** Records excerpted from a collection **
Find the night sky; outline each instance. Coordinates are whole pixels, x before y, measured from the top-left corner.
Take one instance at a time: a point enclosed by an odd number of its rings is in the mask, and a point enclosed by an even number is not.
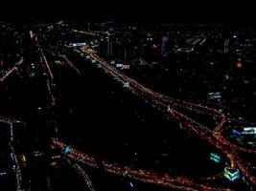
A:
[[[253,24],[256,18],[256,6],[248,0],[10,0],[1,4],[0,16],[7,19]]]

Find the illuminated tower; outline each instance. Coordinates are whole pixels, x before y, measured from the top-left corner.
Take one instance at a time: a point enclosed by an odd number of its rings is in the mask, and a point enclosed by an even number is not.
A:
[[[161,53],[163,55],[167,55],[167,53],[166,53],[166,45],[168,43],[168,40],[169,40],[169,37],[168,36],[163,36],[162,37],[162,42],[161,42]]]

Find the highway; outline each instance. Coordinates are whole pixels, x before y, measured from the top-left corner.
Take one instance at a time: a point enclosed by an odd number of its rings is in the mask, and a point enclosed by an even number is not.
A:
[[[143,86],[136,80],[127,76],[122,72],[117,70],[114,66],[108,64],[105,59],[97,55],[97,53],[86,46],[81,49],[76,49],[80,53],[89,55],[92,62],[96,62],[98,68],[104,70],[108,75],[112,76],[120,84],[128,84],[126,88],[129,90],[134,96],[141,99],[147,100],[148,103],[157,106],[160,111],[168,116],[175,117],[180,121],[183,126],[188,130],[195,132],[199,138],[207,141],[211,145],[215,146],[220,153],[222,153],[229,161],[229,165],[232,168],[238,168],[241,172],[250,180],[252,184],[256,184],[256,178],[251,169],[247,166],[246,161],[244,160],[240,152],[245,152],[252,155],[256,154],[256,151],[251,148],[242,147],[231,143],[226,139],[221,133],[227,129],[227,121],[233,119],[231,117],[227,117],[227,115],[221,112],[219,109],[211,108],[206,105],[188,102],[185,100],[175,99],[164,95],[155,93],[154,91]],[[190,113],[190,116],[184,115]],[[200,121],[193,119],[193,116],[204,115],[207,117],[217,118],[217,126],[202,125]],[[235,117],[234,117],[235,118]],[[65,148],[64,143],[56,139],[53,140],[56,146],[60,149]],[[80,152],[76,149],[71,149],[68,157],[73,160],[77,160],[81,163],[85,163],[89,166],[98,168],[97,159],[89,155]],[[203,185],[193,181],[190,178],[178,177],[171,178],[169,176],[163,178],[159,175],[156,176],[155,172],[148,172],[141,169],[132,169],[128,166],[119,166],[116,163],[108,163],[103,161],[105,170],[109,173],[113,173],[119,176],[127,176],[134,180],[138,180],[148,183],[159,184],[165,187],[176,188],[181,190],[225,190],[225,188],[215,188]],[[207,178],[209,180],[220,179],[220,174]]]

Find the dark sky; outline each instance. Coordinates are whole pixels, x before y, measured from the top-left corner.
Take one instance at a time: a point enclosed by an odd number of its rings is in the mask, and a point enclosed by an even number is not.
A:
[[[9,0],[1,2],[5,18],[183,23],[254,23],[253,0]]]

---

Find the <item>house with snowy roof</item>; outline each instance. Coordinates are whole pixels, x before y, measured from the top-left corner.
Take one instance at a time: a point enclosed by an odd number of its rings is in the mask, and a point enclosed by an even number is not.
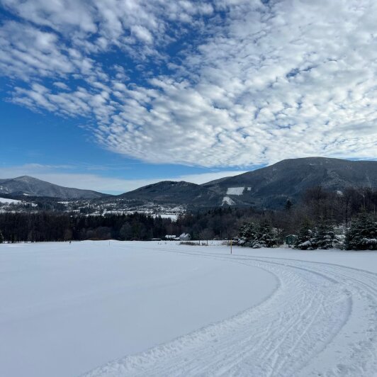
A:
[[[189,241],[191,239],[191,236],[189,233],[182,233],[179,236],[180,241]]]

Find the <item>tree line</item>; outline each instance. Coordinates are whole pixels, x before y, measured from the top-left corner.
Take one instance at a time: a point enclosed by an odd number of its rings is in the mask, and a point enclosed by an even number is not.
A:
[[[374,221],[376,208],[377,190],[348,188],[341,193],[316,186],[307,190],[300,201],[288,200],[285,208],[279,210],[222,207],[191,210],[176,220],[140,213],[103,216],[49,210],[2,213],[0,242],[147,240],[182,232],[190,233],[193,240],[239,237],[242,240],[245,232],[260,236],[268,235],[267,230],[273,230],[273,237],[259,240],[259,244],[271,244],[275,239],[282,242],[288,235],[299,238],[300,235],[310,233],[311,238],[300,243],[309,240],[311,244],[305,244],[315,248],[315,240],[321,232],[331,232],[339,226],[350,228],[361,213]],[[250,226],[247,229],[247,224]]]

* * *

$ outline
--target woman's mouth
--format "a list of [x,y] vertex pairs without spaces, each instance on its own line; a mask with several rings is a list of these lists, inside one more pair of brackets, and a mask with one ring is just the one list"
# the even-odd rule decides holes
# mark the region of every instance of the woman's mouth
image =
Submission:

** Work to complete **
Reproduce every line, starting at the line that has "Find the night" and stopping after the line that has "[[[253,24],[256,18],[256,6],[248,0],[10,0],[1,4],[0,16],[7,19]]]", but offset every coordinate in the answers by -107. Give only those lines and omit the pictures.

** Task response **
Find the night sky; outline each instance. Coordinates are whole pixels, x before y, measured from the top-left corner.
Take one instance at a time: a point enclosed by an odd number of its rings is in the mask, and a point enclosed by an even number is not.
A:
[[[146,-83],[149,-89],[149,-101],[141,-107],[-97,-107],[-106,-103],[-107,-91],[-100,-88]]]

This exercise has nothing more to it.